> _The task_:
Pick out every line in the entries below that contains the word "suitcase", and copy each of those lines.

▼▼▼

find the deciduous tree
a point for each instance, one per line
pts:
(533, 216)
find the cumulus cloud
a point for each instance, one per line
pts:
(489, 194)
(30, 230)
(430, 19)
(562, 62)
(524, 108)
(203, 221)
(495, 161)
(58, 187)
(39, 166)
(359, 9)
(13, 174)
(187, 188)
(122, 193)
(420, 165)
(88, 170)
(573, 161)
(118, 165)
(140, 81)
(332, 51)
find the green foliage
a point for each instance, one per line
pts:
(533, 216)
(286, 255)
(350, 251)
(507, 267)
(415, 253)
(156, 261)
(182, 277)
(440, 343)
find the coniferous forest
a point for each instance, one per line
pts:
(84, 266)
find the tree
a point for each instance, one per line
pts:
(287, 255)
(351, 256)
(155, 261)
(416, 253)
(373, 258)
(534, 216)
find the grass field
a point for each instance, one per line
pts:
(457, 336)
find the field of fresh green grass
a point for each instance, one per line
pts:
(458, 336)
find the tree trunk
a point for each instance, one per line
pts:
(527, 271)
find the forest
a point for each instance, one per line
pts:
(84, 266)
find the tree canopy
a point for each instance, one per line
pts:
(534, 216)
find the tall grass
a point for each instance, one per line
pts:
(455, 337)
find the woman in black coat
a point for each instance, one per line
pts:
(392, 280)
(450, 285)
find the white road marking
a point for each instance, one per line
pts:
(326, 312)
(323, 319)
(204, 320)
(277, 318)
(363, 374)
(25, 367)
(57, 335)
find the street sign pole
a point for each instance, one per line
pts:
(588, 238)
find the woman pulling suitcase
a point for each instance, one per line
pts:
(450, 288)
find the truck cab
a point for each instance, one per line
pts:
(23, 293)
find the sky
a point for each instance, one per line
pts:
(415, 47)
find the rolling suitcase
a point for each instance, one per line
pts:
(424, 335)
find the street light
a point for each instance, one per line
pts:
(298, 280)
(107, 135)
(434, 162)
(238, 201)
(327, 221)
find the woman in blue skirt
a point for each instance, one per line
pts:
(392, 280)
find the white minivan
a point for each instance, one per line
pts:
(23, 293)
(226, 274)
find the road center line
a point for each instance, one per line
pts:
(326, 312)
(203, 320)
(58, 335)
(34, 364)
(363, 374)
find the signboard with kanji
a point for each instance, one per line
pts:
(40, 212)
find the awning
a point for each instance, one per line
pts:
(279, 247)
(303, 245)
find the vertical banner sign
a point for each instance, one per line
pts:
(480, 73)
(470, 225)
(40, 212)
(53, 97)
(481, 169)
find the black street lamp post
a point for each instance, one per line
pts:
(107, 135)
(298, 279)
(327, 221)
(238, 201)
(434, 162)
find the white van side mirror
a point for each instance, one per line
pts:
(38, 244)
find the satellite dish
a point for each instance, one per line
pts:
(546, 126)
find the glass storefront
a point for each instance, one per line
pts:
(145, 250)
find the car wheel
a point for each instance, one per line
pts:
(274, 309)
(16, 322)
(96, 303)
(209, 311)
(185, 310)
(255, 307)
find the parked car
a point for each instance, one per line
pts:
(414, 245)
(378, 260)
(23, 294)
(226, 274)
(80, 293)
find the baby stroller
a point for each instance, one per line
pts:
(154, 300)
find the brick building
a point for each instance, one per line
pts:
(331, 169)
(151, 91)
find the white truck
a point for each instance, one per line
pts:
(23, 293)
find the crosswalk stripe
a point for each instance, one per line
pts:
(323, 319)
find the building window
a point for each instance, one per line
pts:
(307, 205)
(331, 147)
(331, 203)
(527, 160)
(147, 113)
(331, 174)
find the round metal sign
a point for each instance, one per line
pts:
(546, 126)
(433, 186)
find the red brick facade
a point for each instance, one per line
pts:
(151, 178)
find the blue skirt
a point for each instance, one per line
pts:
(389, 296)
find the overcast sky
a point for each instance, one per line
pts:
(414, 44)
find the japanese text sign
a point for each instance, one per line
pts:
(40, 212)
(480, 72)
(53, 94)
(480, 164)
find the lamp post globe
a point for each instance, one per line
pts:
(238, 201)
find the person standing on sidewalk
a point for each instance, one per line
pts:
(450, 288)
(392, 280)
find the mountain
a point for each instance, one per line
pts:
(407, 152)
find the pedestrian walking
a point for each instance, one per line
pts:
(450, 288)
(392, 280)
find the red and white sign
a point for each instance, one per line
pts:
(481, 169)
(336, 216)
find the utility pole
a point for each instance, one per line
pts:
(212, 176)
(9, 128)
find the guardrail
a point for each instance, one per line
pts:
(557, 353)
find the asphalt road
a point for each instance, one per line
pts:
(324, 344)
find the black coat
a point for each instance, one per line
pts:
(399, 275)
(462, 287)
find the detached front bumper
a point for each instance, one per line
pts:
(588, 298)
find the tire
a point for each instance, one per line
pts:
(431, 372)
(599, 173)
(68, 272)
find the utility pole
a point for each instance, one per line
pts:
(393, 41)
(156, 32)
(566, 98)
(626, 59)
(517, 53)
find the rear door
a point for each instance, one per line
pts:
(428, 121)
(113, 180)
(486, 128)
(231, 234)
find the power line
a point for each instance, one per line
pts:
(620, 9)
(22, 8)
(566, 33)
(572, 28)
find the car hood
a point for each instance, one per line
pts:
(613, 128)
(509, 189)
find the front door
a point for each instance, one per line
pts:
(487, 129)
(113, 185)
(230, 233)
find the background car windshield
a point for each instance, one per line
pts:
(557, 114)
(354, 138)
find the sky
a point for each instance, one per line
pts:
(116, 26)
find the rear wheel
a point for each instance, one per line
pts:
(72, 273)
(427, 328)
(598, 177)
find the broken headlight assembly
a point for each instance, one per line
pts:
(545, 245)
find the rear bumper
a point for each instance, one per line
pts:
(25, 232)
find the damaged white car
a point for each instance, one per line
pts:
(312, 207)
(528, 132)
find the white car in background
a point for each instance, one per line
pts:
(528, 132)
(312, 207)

▲▲▲
▼▼▼

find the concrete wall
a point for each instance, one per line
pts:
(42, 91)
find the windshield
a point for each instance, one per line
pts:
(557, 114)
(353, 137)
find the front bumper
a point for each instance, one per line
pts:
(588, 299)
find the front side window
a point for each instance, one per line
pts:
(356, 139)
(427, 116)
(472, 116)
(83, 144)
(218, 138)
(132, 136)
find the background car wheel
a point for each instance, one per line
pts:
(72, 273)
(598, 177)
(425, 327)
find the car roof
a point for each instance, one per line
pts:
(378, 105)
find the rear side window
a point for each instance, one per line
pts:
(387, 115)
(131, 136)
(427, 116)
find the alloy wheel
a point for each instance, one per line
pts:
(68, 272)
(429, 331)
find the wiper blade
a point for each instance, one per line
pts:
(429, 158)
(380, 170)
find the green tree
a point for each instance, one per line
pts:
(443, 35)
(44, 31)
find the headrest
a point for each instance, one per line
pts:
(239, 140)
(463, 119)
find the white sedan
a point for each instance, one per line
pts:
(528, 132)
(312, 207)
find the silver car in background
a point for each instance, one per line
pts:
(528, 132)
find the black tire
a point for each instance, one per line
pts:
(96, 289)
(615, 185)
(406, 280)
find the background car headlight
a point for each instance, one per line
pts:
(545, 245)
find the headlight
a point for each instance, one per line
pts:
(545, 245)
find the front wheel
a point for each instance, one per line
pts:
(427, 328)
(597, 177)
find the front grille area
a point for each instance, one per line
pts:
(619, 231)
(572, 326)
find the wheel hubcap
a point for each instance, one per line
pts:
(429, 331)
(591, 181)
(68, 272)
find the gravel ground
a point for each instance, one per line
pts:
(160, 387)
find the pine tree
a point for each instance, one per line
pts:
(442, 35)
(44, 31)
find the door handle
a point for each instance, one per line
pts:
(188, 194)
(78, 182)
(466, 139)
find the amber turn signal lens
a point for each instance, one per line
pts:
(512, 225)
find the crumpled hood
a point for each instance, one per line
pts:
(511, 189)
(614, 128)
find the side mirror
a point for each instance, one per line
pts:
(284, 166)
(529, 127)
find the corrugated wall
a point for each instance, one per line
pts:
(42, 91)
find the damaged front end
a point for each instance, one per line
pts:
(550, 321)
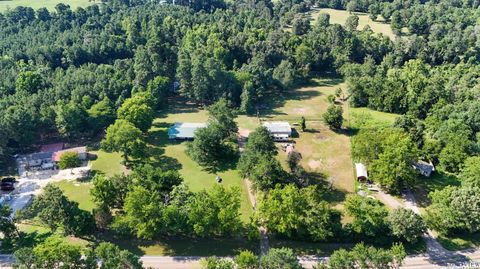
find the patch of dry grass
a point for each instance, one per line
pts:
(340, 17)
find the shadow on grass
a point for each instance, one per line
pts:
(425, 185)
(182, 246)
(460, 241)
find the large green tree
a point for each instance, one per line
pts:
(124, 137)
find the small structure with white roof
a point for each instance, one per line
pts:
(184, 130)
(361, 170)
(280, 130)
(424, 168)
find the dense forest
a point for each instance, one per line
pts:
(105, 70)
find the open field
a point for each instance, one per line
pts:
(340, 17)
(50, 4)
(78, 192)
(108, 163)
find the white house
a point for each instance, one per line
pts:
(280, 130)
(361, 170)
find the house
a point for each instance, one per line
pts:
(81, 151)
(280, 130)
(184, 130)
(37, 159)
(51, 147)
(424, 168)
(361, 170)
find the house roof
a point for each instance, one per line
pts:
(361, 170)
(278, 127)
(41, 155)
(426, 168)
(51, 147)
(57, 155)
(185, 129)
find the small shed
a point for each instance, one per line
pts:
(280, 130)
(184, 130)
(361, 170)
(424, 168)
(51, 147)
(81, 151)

▲▲▲

> _Solution to this task_:
find the woman pulling suitcase
find the rolling suitcase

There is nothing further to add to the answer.